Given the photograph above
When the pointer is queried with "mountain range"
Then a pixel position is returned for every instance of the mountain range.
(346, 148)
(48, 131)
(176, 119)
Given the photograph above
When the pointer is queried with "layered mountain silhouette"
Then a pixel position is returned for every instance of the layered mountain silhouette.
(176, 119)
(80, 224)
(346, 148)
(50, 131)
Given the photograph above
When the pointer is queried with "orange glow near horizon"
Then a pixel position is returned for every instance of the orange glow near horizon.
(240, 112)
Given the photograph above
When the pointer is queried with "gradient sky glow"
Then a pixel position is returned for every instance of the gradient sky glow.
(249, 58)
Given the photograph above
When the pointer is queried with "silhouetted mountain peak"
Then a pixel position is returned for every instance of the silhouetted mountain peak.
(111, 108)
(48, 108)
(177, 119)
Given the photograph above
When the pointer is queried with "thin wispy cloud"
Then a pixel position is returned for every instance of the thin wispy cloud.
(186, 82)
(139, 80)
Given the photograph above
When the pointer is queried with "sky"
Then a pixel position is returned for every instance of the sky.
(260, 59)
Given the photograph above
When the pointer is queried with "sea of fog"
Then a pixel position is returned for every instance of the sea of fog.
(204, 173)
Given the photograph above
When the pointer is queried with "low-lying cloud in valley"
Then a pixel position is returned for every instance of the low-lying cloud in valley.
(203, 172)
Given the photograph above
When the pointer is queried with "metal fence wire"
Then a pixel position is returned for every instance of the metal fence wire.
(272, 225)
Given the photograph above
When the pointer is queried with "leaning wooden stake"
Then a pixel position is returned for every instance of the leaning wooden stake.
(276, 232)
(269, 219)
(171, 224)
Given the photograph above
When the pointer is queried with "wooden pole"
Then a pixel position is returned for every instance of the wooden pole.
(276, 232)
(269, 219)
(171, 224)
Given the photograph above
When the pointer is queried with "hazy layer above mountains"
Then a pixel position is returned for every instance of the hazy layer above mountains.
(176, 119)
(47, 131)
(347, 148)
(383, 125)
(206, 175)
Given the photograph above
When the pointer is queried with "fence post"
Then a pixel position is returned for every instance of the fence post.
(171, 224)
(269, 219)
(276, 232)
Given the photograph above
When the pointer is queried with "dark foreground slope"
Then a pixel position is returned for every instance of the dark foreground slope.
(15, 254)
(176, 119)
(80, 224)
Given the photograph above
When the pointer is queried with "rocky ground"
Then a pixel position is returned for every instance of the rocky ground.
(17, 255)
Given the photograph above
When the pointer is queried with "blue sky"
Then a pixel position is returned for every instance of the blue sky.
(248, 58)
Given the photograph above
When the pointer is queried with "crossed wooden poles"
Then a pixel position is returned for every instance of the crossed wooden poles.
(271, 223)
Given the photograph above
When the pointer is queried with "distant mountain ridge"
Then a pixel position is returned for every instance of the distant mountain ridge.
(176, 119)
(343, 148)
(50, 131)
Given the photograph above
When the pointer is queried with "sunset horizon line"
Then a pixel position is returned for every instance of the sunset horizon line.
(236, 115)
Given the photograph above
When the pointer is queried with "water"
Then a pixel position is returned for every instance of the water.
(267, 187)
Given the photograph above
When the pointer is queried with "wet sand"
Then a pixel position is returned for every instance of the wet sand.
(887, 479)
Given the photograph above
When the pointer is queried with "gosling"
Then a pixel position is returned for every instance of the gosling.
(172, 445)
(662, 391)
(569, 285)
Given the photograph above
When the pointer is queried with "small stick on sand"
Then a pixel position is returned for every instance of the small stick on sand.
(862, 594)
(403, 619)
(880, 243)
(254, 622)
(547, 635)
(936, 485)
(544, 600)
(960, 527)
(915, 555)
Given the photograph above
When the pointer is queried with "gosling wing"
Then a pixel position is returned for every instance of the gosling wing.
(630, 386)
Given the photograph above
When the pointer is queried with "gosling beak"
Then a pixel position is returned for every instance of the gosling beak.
● ● ●
In full and without error, transcribe the listing.

Given the photograph above
When the pointer is queried with "mountain range"
Then a pixel position is returned for every instance of the mountain range.
(346, 148)
(48, 131)
(176, 119)
Given the photograph above
When the pointer is queried with "layered mountain silhouette"
Then a pixel position is returned for every instance of the layered mountain silhouette.
(176, 119)
(80, 224)
(346, 148)
(50, 131)
Given the photograph above
When the pointer is queried with "orange glow near horizon"
Then a pixel position is returned for every instance of the orange glow near horizon.
(240, 112)
Given the photograph above
When the pointer is queried with "gradient sky glow"
Then a pixel position is returned for every instance of the gradient sky glow.
(249, 58)
Given the photograph above
When the pointer is queried with "silhouetted mountain peak"
Then a pixel position is returned for every instance of the silhouetted mountain peak.
(111, 108)
(48, 108)
(177, 119)
Given the photograph above
When the pointer is queried with "thin wispy cloud"
Then a pixel position is returned for every instance of the thin wispy cloud.
(186, 82)
(139, 80)
Given the photograph above
When the pointer is queried with "sky"
Then a pixel position is returned for every instance of the sky.
(260, 59)
Given the photograph above
When the pointer is queried with "sea of fog"
Then a pixel position is returned for every instance of the sea of fog.
(204, 173)
Given the photograph above
When the pointer is queried with "low-lying cloud in valley"
Then a pixel position is returned for every instance of the low-lying cloud in valley.
(203, 172)
Given the photograph above
When the pointer is queried with "metal fence wire"
Then a pixel position is returned for every instance of the metal fence wire.
(272, 225)
Given the photograph above
When the pointer is queried with "leaning wooden stake"
Then a pixel position is returned for every instance of the leaning wooden stake.
(276, 232)
(269, 219)
(171, 224)
Given the photograph above
When the pointer is queried with "wooden pole"
Then a pixel position is returned for every instance of the wooden pole.
(276, 232)
(269, 219)
(171, 224)
Given the photograph above
When the pointer is queried with "hazy layer above mountains"
Then a pixel position is returned for every instance of the hazy layer above mountains.
(176, 119)
(47, 131)
(347, 148)
(383, 125)
(206, 175)
Given the photograph above
When the pointer is queried with "fence post"
Then a pixel position is returned for every instance of the fence post.
(171, 224)
(269, 219)
(276, 232)
Given the photograph above
When the pointer is queried with "dark foreground slope"
Then a pixel position is returned for every instance of the dark foreground slope.
(15, 254)
(176, 119)
(80, 224)
Given the photograph above
When the pointer is queried with "rocky ground"
Then a pixel position is returned for every instance of the rocky ground.
(17, 255)
Given the photograph above
When the pointer is queried with "blue sky"
Then a pixel position is returned for every instance of the blue sky.
(248, 58)
Given the photograph above
When the pointer is queried with "crossed wooden poles"
Then a pixel position is returned for every instance of the crossed wooden poles.
(271, 223)
Given the photograph above
When the pointer is queried with "distant mountain ridge"
Then a pixel position is returned for every instance of the distant mountain ridge.
(176, 119)
(343, 148)
(50, 131)
Given the photograph above
When the pointer is queried with "sunset horizon line"
Then a pixel position is returned for every instance of the sunset horizon line.
(236, 115)
Given the photograph above
When the pointer is queried with "water"
Then a pixel position is returned for every instance of the water.
(267, 187)
Given the photograph above
When the pointer is queried with "wet sand"
Then a pixel position is returned for every instance of the wet sand.
(887, 479)
Given the photograph above
When the pointer is queried with "gosling"
Then a pixel position is returned for every instance of the gosling.
(172, 445)
(662, 391)
(569, 285)
Given the photograph above
When the pointer is queried with "small stick on sand"
Then a pixel position is returned for every instance of the small stick on sand.
(862, 594)
(403, 619)
(880, 243)
(254, 622)
(547, 635)
(936, 485)
(544, 600)
(960, 527)
(915, 555)
Given the photograph above
When the pointer is queried with "gosling wing"
Then a pixel position is returned for every instance of the gosling wing.
(630, 386)
Given the photograph above
When the pointer is queried with "gosling beak"
Then a pixel position is returned for every instance of the gosling beak.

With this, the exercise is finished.